◆ To do: An exact transcription of the lines from the one holding "Find the rock" to the end of the entries below, and nothing more, is the required answer. Please omit the pictures.

Segmentation mask data
::::

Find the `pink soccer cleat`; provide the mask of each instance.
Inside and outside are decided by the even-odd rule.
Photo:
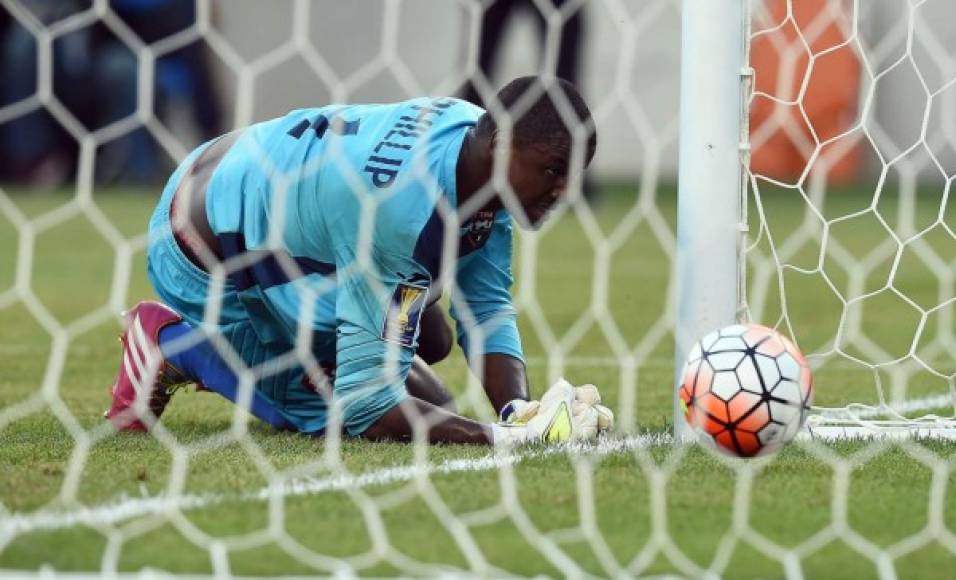
[[[165,304],[144,301],[126,312],[125,318],[126,330],[120,335],[123,360],[110,389],[113,404],[104,416],[119,431],[146,431],[142,415],[134,409],[136,398],[146,399],[150,412],[158,419],[175,387],[189,382],[166,362],[159,349],[159,331],[180,322],[182,317]]]

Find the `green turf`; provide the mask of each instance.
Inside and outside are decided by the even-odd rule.
[[[921,191],[912,214],[918,229],[931,226],[940,214],[940,191]],[[143,274],[142,235],[155,196],[97,192],[94,209],[66,206],[59,217],[50,212],[68,202],[65,194],[19,192],[10,200],[25,219],[56,219],[36,234],[27,280],[30,294],[0,302],[6,305],[0,309],[0,502],[7,514],[0,511],[0,569],[98,571],[115,557],[120,571],[203,574],[216,570],[214,555],[224,542],[229,547],[224,561],[232,573],[243,575],[310,574],[341,566],[367,575],[418,575],[444,567],[488,575],[560,575],[574,562],[600,576],[615,573],[617,565],[641,574],[691,576],[697,567],[713,566],[727,577],[773,578],[785,569],[765,550],[772,542],[782,550],[799,549],[794,562],[807,577],[865,578],[875,577],[878,569],[859,551],[861,546],[893,546],[928,526],[936,530],[940,523],[956,530],[956,476],[937,473],[934,488],[934,473],[926,463],[929,457],[931,465],[938,461],[951,466],[956,449],[937,443],[840,443],[817,452],[794,446],[753,464],[722,461],[696,447],[653,446],[592,457],[589,463],[563,454],[535,455],[514,467],[514,479],[511,471],[454,472],[269,503],[247,496],[277,474],[327,476],[323,466],[330,451],[320,440],[256,424],[240,444],[228,436],[231,406],[215,395],[189,392],[176,395],[163,417],[172,447],[150,437],[111,435],[84,452],[71,433],[99,433],[96,429],[102,425],[100,413],[109,399],[106,386],[119,354],[113,306],[151,296]],[[792,191],[769,187],[761,200],[779,250],[804,220],[807,206]],[[923,237],[919,255],[910,244],[894,267],[896,248],[881,253],[887,231],[876,212],[841,217],[872,201],[871,191],[830,192],[819,208],[826,220],[836,220],[828,232],[830,251],[821,255],[819,240],[809,236],[784,260],[812,271],[785,270],[786,320],[804,350],[820,355],[813,358],[817,402],[827,406],[875,402],[877,379],[887,397],[940,394],[949,386],[938,375],[956,371],[952,345],[948,350],[933,345],[941,325],[952,324],[944,312],[926,317],[916,341],[930,370],[910,361],[904,366],[911,370],[897,370],[894,376],[899,365],[878,371],[870,366],[907,354],[919,309],[930,310],[941,301],[945,288],[939,287],[935,265],[925,259],[927,249],[949,264],[956,257],[956,240],[937,225]],[[521,318],[535,392],[562,374],[574,382],[599,385],[617,412],[621,436],[664,431],[671,421],[674,338],[668,252],[676,199],[672,188],[663,187],[655,204],[637,202],[632,189],[609,188],[596,205],[593,222],[588,213],[564,214],[535,241],[519,240],[519,246],[537,244],[536,263],[523,261],[519,249],[515,264],[517,295],[527,291],[533,276],[532,296],[542,314],[534,320],[534,312],[524,308]],[[953,228],[956,220],[949,206],[942,214]],[[898,207],[893,192],[886,192],[879,215],[905,239],[910,234],[899,222],[908,214]],[[756,218],[753,201],[751,209]],[[101,217],[115,228],[106,236]],[[596,227],[585,228],[584,223]],[[755,227],[752,233],[756,235]],[[606,270],[604,255],[595,252],[595,234],[617,241],[615,247],[604,248],[613,250],[606,256]],[[22,239],[30,234],[19,235]],[[0,299],[10,296],[17,268],[22,267],[17,236],[10,221],[0,217]],[[132,275],[114,281],[128,259],[116,250],[114,242],[120,239],[130,242]],[[834,253],[834,239],[845,255]],[[764,237],[750,254],[755,284],[769,249]],[[867,275],[854,279],[862,270],[847,269],[846,257],[850,263],[869,259],[873,265]],[[852,333],[834,345],[843,301],[853,300],[854,292],[872,292],[888,283],[918,308],[892,291],[875,293],[858,303],[861,336],[879,349],[869,348]],[[775,324],[781,316],[775,277],[768,288],[759,300],[751,294],[751,306],[755,319]],[[853,304],[851,310],[859,307]],[[648,340],[649,330],[657,325],[664,331],[657,340]],[[57,341],[67,337],[61,351]],[[822,354],[834,346],[859,362]],[[633,374],[616,362],[624,353],[634,355]],[[454,388],[464,385],[467,371],[459,355],[442,363],[439,372]],[[636,385],[630,399],[624,396],[622,380]],[[38,394],[43,385],[46,399]],[[487,412],[468,400],[460,404],[470,415]],[[11,410],[16,417],[7,414]],[[346,441],[331,453],[343,469],[362,474],[408,465],[415,449]],[[455,446],[422,452],[433,464],[485,458],[487,453]],[[849,471],[835,470],[834,465]],[[185,477],[177,479],[178,473]],[[92,507],[168,491],[218,500],[112,526],[2,534],[10,514],[70,511],[76,508],[70,502]],[[933,507],[942,513],[932,512]],[[833,540],[822,541],[828,534]],[[947,550],[948,541],[949,536],[928,535],[891,565],[904,577],[951,577],[956,557]]]

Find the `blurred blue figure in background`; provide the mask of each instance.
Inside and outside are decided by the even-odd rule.
[[[116,14],[146,44],[192,26],[193,0],[111,0]],[[135,110],[138,62],[118,38],[101,41],[96,71],[97,93],[106,96],[100,112],[102,124]],[[156,61],[154,98],[156,113],[167,122],[174,111],[188,112],[200,141],[221,133],[220,111],[214,98],[206,54],[199,43],[189,44]],[[181,113],[179,114],[181,117]],[[188,147],[198,143],[185,143]],[[101,179],[133,183],[164,181],[175,165],[145,127],[103,148]],[[100,165],[98,160],[98,165]]]
[[[89,8],[90,1],[25,0],[24,6],[49,24]],[[192,0],[111,0],[110,6],[145,44],[175,34],[195,21]],[[13,21],[7,26],[0,49],[3,75],[11,80],[5,83],[0,104],[29,97],[37,83],[36,39]],[[54,41],[54,93],[88,131],[135,113],[138,75],[137,55],[102,23]],[[221,132],[209,66],[199,43],[156,62],[153,90],[155,113],[167,126],[173,119],[188,116],[196,129],[196,140]],[[183,145],[189,148],[195,144]],[[2,176],[8,180],[51,186],[62,183],[75,170],[77,144],[45,110],[17,117],[0,127],[0,149],[11,160]],[[95,175],[100,183],[146,185],[162,181],[173,165],[141,125],[99,148]]]
[[[23,5],[43,25],[49,25],[83,9],[73,0],[26,0]],[[0,106],[32,96],[37,90],[37,44],[33,34],[7,12],[0,21]],[[79,82],[81,71],[89,70],[88,30],[66,35],[54,44],[54,85]],[[84,104],[79,91],[61,99],[67,109],[79,112]],[[71,97],[73,97],[71,101]],[[76,114],[76,113],[74,113]],[[45,110],[34,110],[0,126],[0,177],[36,186],[54,186],[71,170],[76,143]]]

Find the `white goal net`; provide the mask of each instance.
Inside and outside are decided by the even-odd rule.
[[[749,123],[737,316],[814,371],[809,431],[746,461],[672,436],[680,0],[0,0],[0,576],[947,577],[956,8],[713,1],[749,15],[743,102],[713,111]],[[174,5],[185,23],[151,21]],[[514,305],[532,395],[595,383],[614,434],[314,439],[194,392],[149,434],[102,418],[119,313],[155,297],[149,216],[212,131],[561,70],[598,149],[543,229],[515,228]],[[267,371],[224,356],[249,396]],[[436,371],[494,420],[457,348]]]
[[[781,2],[754,14],[747,312],[810,353],[815,421],[845,426],[836,433],[953,426],[947,8]]]

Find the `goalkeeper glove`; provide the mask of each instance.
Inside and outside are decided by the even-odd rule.
[[[541,401],[514,400],[500,413],[501,422],[492,426],[495,445],[593,439],[613,424],[610,409],[593,385],[575,388],[564,379],[548,389]]]
[[[538,414],[539,401],[514,399],[505,404],[498,413],[498,422],[506,425],[524,425]]]
[[[491,426],[496,446],[511,446],[521,443],[557,443],[571,439],[574,425],[571,404],[574,402],[574,387],[564,382],[556,383],[541,397],[541,401],[524,401],[517,404],[505,419]],[[515,401],[509,403],[512,405]],[[506,405],[507,407],[507,405]],[[502,409],[503,411],[506,409]]]

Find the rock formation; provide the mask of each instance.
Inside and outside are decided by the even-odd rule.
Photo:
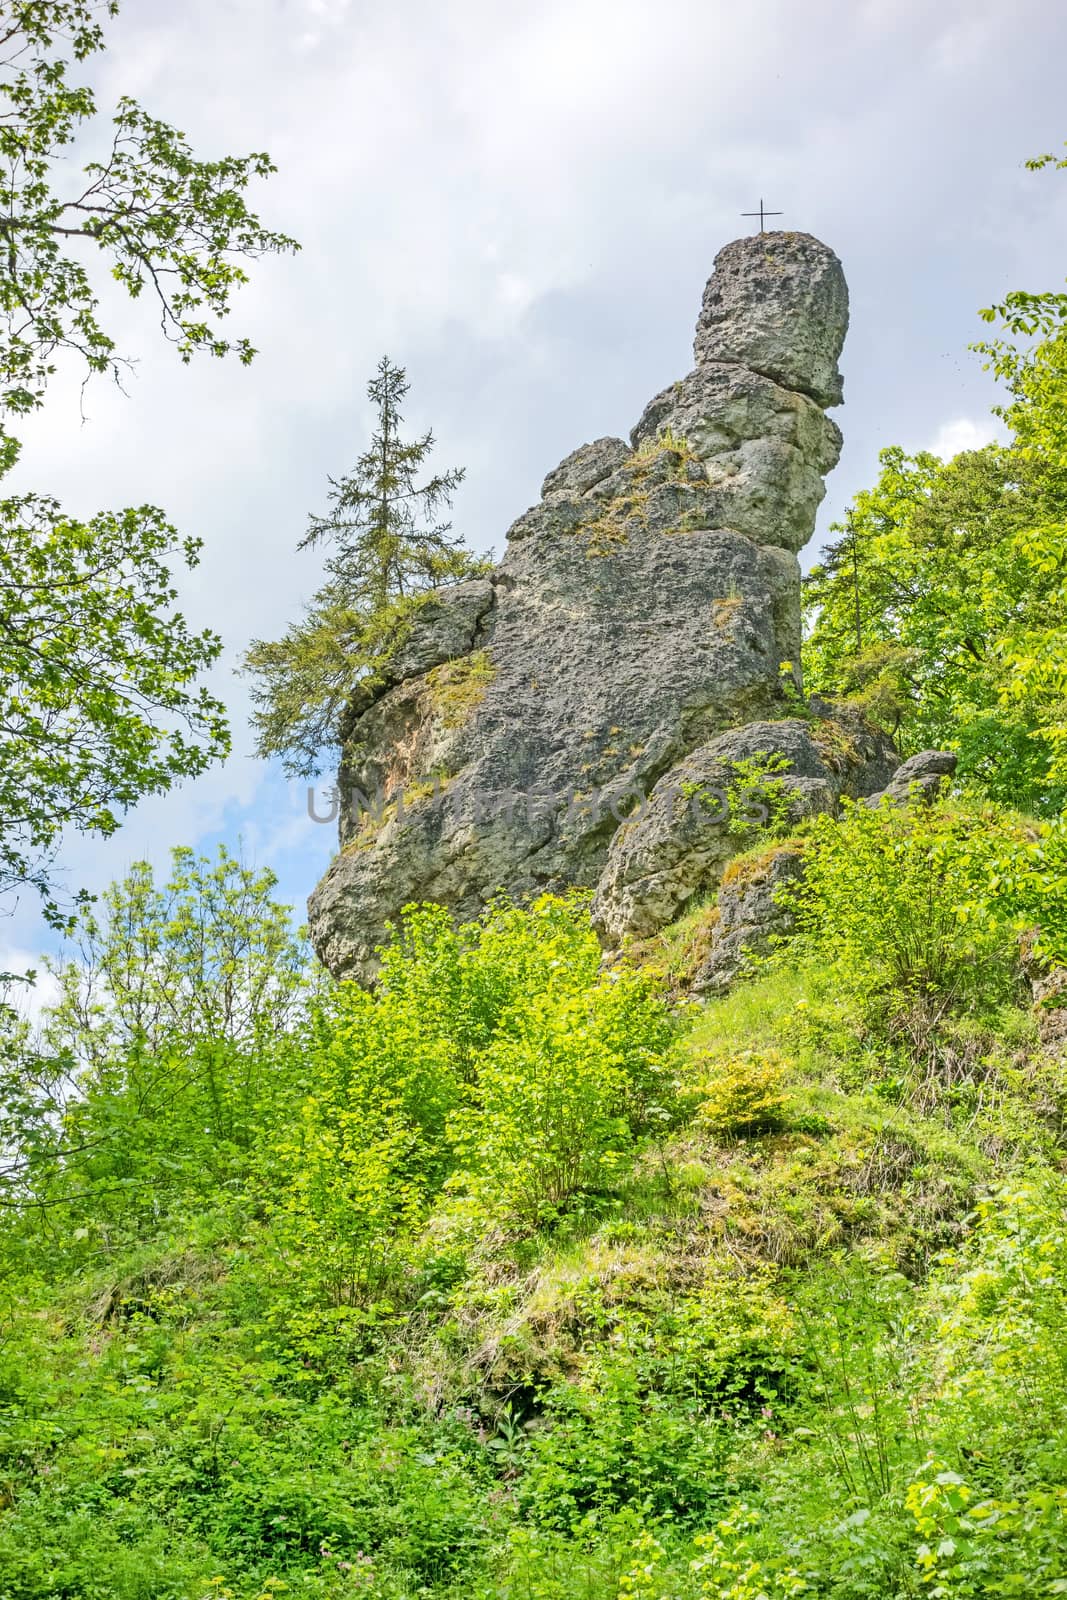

::::

◆ Solved exercise:
Find the rock formation; provide the mask of each instance.
Inside and outside are decided by the even-odd rule.
Photo:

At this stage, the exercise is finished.